[[ Dataset extract open ]]
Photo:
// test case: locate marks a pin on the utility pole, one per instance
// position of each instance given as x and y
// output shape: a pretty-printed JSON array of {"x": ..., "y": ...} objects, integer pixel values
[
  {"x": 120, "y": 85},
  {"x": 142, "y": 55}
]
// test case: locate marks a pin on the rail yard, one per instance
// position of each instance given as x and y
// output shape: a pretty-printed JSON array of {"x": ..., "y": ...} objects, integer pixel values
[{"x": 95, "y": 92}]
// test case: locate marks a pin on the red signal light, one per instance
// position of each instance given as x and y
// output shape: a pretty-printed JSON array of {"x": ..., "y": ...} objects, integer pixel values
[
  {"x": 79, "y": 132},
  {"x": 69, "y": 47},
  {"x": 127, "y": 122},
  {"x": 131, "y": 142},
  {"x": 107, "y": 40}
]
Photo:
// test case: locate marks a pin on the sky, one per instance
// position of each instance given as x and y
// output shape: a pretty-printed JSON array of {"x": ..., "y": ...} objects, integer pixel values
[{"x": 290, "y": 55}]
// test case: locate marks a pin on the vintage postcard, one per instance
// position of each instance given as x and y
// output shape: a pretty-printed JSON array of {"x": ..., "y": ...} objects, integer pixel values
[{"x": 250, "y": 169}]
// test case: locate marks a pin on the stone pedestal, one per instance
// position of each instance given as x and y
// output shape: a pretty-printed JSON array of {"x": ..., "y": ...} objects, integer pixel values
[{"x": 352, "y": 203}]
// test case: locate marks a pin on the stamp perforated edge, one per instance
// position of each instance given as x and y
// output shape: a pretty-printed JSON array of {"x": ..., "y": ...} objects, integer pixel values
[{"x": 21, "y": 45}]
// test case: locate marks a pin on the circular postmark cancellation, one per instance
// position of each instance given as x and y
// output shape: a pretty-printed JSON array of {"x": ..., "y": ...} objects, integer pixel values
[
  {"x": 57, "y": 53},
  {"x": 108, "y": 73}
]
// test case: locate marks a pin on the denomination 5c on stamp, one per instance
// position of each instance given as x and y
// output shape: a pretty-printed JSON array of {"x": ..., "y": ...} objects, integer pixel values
[[ Dataset extract closed ]]
_Task objective_:
Retype every entry exactly.

_Worked solution_:
Photo:
// test case: locate marks a pin on the utility pole, one per instance
// position of each instance given as x and y
// output shape: a pretty-printed JSON array of {"x": ..., "y": ...} objects, integer pixel values
[
  {"x": 120, "y": 85},
  {"x": 142, "y": 55}
]
// test case: locate marks a pin on the rail yard, one per instance
// position of each instance given as x and y
// output shape: a pretty-printed JSON array of {"x": ..., "y": ...} objects, integer pixel values
[{"x": 95, "y": 92}]
// test case: locate marks a pin on the red signal light, one per instance
// position of each instance given as x and y
// output shape: a pretty-printed JSON array of {"x": ..., "y": ...} objects, integer pixel values
[
  {"x": 79, "y": 132},
  {"x": 69, "y": 47},
  {"x": 127, "y": 122},
  {"x": 131, "y": 142},
  {"x": 107, "y": 40}
]
Photo:
// test case: locate marks a pin on the sky, one per instance
// position of each instance given as x and y
// output shape: a pretty-printed JSON array of {"x": ..., "y": ...} objects, integer pixel values
[{"x": 290, "y": 55}]
// test case: locate marks a pin on the vintage postcard, one per instance
// position of each instance given as x and y
// output shape: a pretty-printed JSON array of {"x": ..., "y": ...} objects, integer pixel values
[{"x": 250, "y": 169}]
// test case: locate marks a pin on the stone pedestal, one per instance
// position of each instance given as x and y
// output shape: a pretty-printed JSON array of {"x": ..., "y": ...} objects, integer pixel values
[{"x": 352, "y": 203}]
// test case: locate marks a pin on the stamp perforated edge, one per instance
// position of each instance given as x and y
// output shape: a pretty-printed JSON array of {"x": ..., "y": ...} objects, integer pixel values
[{"x": 21, "y": 45}]
// test case: locate marks a pin on the circular postmark cancellation, one per instance
// position of each instance given as x and y
// output shape: a pretty-printed JSON array of {"x": ..., "y": ...} objects, integer pixel values
[
  {"x": 57, "y": 53},
  {"x": 108, "y": 73}
]
// test case: locate marks a pin on the denomination 5c on stamp, one per instance
// position of each instance given as x and y
// output shape: a pretty-printed JSON array of {"x": ..., "y": ...} objects, integer pixel values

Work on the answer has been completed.